■ Textauszug
# # # # #
Identitätspolitik in der Kunst: Kunst braucht Eigensinn

Im Zangengriff von Kapital und Identitätspolitik. Aktuelle Diskurse und Wokeness sind nicht zwingend maßgebend für autonom arbeitende Künstler*innen.

Eine Illustration von zwei Personen, die vor einem Gemälde schlafen

Kritik an der Gesellschaft kann in der Kunst enthalten sein, aber sollte keine Pflicht sein Illustration: Katja Gendikova

Politische Einflussnahme sickert durch alle Ritzen. Sie bewirkt eine Domestizierung und Durchverwaltung der Kunst und lässt den Kunstgenuss zu einem Erlebnis werden, das einem beim Gähnen den Kiefer ausrenkt. Viele Rächer der Entrechteten tummeln sich in der Kunstsphäre und lassen ihrer Kontrollwut mit der Biederkeit eines mülltrennenden deutschen Hausmeisters freien Lauf.

Die Lektüre des Buches von Wolfgang Ullrich „Die Kunst nach dem Ende ihrer Autonomie“ hat mir den Rest gegeben und mich dazu veranlasst, eine Gegendarstellung zu verfassen. In dem Buch ruft der Leipziger Kunsthistoriker das Ende der autonomen Kunst aus. Er bedauert den Tod der autonomen Kunst zwar, aber er stellt es so dar, als sei der Paradigmenwechsel nun mal unabwendbar, man müsse sich leider damit abfinden. Erstens möchte ich das stark bezweifeln, zweitens wäre das schrecklich, und zwar nicht nur für die ­Künstlerschaft, sondern für die ganze Gesellschaft.
# # # # #
■ Aufgabe 1
Prüfen Sie, ob die folgenden Aussagen mit dem Text über Identitätspolitik in der Kunst übereinstimmen, und belegen Sie jede Antwort (ja oder nein) mit dem entscheidenden Wortlaut des Textes: (a) Wolfgang Ullrich ist Kunsthistoriker aus Leipzig. (b) Ullrich begrüßt das Ende der autonomen Kunst. (c) Die Illustration stammt von Katja Gendikova.
# # # # #
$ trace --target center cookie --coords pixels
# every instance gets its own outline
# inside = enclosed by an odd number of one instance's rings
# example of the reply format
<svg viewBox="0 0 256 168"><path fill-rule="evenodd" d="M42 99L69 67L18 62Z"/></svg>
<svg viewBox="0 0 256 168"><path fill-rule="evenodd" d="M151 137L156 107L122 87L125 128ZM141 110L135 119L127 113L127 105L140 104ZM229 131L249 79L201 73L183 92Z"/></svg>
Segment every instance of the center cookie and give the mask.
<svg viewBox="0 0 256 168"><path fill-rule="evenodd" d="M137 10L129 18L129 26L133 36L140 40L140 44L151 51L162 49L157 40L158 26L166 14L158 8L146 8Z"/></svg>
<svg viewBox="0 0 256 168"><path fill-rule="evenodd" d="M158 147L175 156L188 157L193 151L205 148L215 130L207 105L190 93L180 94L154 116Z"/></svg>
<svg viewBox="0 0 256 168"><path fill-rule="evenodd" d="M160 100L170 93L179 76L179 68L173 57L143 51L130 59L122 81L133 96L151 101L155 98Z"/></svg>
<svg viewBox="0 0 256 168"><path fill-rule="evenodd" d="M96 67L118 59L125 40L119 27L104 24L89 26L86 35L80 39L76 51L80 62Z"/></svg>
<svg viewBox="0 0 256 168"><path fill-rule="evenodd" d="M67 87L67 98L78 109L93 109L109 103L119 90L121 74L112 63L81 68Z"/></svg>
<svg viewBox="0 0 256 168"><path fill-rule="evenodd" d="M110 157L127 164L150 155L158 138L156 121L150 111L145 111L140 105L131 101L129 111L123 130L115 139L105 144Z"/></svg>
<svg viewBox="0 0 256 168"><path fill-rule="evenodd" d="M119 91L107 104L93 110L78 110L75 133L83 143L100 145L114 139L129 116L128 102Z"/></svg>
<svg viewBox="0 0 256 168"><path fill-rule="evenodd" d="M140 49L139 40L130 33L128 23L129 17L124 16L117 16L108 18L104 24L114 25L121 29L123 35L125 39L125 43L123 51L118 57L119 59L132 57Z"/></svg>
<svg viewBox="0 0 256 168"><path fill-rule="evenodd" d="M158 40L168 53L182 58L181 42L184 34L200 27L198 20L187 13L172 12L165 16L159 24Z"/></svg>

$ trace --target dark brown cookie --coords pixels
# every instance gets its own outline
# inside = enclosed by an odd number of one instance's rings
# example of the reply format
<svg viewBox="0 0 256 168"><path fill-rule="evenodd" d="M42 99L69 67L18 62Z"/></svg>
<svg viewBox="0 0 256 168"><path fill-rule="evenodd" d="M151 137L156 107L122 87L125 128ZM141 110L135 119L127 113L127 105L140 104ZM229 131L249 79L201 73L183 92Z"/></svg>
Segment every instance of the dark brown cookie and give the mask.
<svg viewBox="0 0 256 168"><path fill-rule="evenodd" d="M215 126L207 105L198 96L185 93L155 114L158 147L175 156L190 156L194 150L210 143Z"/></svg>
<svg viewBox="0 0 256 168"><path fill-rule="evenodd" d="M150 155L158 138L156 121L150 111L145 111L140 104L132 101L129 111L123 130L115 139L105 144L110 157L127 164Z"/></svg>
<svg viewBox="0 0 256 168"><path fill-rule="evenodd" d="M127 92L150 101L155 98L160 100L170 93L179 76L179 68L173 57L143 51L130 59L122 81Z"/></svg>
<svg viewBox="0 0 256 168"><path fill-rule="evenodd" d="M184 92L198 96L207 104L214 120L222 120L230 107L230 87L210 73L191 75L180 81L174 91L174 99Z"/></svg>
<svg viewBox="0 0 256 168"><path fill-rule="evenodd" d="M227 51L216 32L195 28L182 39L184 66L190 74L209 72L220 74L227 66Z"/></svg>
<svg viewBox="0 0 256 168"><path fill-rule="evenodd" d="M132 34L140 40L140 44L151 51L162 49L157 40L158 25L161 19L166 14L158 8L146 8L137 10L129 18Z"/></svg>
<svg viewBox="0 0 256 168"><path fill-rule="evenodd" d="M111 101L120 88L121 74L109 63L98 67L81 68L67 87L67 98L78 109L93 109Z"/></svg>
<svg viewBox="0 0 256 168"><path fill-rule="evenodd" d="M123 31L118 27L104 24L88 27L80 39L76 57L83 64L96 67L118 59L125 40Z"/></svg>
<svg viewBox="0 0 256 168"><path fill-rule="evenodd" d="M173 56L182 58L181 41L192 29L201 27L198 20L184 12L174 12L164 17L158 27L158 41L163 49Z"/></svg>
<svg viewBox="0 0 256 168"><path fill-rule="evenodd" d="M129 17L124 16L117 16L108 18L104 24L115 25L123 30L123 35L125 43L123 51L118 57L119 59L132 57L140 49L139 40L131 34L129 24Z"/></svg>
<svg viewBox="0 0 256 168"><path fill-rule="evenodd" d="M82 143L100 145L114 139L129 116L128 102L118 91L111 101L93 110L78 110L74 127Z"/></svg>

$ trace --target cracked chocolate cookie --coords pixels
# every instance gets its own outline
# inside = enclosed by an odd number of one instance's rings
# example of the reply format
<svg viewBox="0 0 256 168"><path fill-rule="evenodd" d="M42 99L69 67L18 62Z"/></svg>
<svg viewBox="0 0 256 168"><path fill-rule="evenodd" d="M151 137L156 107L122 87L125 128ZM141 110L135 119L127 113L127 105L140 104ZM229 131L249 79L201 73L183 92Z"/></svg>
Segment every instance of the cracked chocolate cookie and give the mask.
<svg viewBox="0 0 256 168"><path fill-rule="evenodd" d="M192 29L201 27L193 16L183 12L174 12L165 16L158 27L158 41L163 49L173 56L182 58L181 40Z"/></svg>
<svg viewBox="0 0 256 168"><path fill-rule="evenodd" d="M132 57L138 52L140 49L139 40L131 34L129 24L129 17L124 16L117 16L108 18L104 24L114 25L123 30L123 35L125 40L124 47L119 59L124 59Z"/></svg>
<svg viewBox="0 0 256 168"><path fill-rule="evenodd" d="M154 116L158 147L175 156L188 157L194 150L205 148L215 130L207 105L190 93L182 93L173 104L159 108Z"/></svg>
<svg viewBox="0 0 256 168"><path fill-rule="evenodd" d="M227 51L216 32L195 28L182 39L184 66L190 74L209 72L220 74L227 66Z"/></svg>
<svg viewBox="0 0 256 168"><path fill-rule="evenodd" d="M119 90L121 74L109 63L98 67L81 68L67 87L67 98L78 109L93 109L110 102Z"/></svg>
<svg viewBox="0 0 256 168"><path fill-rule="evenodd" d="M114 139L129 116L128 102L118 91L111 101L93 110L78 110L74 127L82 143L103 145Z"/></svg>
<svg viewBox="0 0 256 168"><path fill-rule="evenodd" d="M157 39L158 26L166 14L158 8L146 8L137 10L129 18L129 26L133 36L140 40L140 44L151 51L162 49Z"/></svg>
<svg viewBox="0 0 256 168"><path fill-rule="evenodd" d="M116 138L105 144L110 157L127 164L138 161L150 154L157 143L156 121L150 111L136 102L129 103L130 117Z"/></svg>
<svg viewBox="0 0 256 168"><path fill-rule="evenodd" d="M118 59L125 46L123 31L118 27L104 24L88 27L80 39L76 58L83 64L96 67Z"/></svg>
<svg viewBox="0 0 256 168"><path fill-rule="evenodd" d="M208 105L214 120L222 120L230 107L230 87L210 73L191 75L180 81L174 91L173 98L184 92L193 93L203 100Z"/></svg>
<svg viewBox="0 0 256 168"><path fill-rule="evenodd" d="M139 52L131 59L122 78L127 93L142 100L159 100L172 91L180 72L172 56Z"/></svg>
# # # # #
■ Aufgabe 2
Extrahieren Sie aus der Auflistung die Zeilen zwischen der Zeile mit „chocolate cookie --coords pixels“ und der Zeile mit „29L201 27L193 16L183“, beide einschließlich, und geben Sie diese unverändert wieder.

■ Musterlösung 1
(a) Ja: „der Leipziger Kunsthistoriker“
(b) Nein: „Er bedauert den Tod der autonomen Kunst zwar“
(c) Ja: „Illustration: Katja Gendikova“

■ Musterlösung 2
$ trace --target cracked chocolate cookie --coords pixels
# every instance gets its own outline
# inside = enclosed by an odd number of one instance's rings
# example of the reply format
<svg viewBox="0 0 256 168"><path fill-rule="evenodd" d="M42 99L69 67L18 62Z"/></svg>
<svg viewBox="0 0 256 168"><path fill-rule="evenodd" d="M151 137L156 107L122 87L125 128ZM141 110L135 119L127 113L127 105L140 104ZM229 131L249 79L201 73L183 92Z"/></svg>
Segment every instance of the cracked chocolate cookie and give the mask.
<svg viewBox="0 0 256 168"><path fill-rule="evenodd" d="M192 29L201 27L193 16L183 12L174 12L165 16L158 27L158 41L163 49L173 56L182 58L181 40Z"/></svg>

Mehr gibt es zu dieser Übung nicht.